RECORDS FOR THE EXERCISE ::
○ ○ ○ ○ ○ ○ ○

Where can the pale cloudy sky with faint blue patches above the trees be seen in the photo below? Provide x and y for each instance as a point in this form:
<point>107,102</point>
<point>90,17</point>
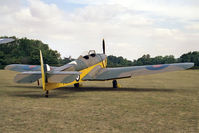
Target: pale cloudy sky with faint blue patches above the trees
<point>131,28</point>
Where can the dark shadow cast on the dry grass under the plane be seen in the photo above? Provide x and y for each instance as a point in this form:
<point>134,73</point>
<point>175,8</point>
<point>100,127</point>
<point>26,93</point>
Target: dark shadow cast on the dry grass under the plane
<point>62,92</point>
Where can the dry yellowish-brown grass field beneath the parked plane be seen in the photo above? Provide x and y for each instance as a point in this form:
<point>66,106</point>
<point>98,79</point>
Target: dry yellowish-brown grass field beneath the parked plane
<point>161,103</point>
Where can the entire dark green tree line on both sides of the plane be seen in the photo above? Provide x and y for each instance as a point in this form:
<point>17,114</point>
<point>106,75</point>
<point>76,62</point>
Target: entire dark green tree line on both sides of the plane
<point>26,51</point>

○ ○ ○ ○ ○ ○ ○

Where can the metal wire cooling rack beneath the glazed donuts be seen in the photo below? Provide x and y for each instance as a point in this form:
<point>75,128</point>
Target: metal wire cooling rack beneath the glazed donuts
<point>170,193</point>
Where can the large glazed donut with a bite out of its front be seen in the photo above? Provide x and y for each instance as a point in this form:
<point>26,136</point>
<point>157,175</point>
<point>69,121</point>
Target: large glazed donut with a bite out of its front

○ ○ ○ ○ ○ ○ ○

WHAT THE EXERCISE ASKS ::
Once you find the line with "<point>69,121</point>" above, print it and every line after it up to and including the line with "Target: large glazed", exactly as written and nothing else.

RESPONSE ::
<point>69,121</point>
Target: large glazed donut with a bite out of its front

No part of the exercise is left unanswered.